• [Excerpt]:
START
The Company's actual results could differ materially due to risk factors and other items described in more detail in the Risk Factors section of the Company's Annual Reports filed with the SEC, copies of which may be obtained at www.sec.gov. Subsequent events and developments may cause these forward-looking statements to change.
The Company specifically disclaims any obligation or intention to update or revise these forward-looking statements as a result of changed events or circumstances that occur after the date of this release, except as required by applicable law.
In addition, certain of the financial information presented in this call references non-GAAP financial measures.
The Company's earnings release which was issued this afternoon is available on the company's website, presents reconciliations to the appropriate GAAP measure and an explanation of why the Company believes such non-GAAP financial measures are useful to investors. Finally, this conference call is being webcast.
The webcast link is available on the Investor Relations section of our website at www.marathonpg.com. With that, it's now my pleasure to turn over the call to Marathon's Founder and CEO, Doug Croxall.
Doug?.
Thanks, Jason, and thank you everyone for joining us this afternoon to discuss Marathon Patent Group third quarter operating results. While we remain pleased with our record year-to-date revenues of $36.5 million, almost double last year's full year results. Our third quarter revenues were obviously but not expectedly very light.
It's for this very reason that long suggested nature of our business lends itself to being evaluated on an annual basis as opposed to a quarterly basis. While potential revenue events existed in this quarter, we refuse to material compromise what we believe to be reasonable royalty rates in an effort to impact result in a particular quarter.
As discussed on our previous earnings call, we're keenly aware of investor's desire to see predictable revenue, it's for that reason that we are and have been refocusing our revenue generation on license that provide a recurring revenue feature.
This recurring revenue may take the form of fixed quarterly or annual payments by licenses to Marathon and should help investor's better model future revenue potential.
END
• [Collected data]:
START
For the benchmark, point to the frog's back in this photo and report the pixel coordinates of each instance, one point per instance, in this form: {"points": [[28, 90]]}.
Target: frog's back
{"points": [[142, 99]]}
END
• [Written problem 1]: In the earnings call transcript, why is Marathon shifting its revenue generation toward licenses with a recurring revenue feature? Answer in one to three sentences.
• [Written problem 2]: According to the earnings call transcript, what were Marathon's year-to-date revenues?
• [Written problem 3]: Carry on the earnings call transcript from its last sentence.

• [Reply 1]: Marathon knows investors want to see predictable revenue. Recurring payments from licensees, such as fixed quarterly or annual amounts, should help investors better model future revenue.

• [Reply 2]: $36.5 million.

• [Reply 3]:
If part of this ongoing strategy to provide creative outsource solutions to patent owners capable of generating both predictable and recurring revenues, our Luxemburg subsidiary previously entered into a strategic relationship with a large fund and a Fortune Global 50 company to commercialize and monetize approximately 11,500 patents, all within a particular industry vertical.
Today, I'm happy to tell you that Marathon has entered into an agreement with General Electric oil and gas division to pursue the global monetization opportunities with respect to the GE oil and gas patent portfolio. This transaction brings together extremely high quality patents, intelligent capital and an experienced transactional team.
Importantly, because of GE's culture of innovation, the partnership portfolio is expected to see a continual flow of new assets. I believe that this model has the potential to be repeated with other corporate partners that will extend Marathon's portfolio of ever growing assets into other industry sectors.
In addition to GE, we previously announced an agreement with Siemens AG which covers two distinct portfolios; the first portfolio of 221 patents relates to WCDMA and GSM Cellular Technology and cover all major global economies including China, France, Germany, the United Kingdom and the United States.
The second Siemens portfolio of 86 patens relates to Internet of Things; generally, the portfolio subject matters directed toward self-healing networks for building automation system.
The patents are relevant to wireless mesh networks for use of Internet of Things and enable simple commissioning application level security, simplified bridging and an end-to-end IP security. The technology can support a wide variety of Internet of Things enabled devices including lighting, sensors, appliances, security and more.
These transactions with Siemens will allow us to expand our licensing activities to the increasing important Chinese market.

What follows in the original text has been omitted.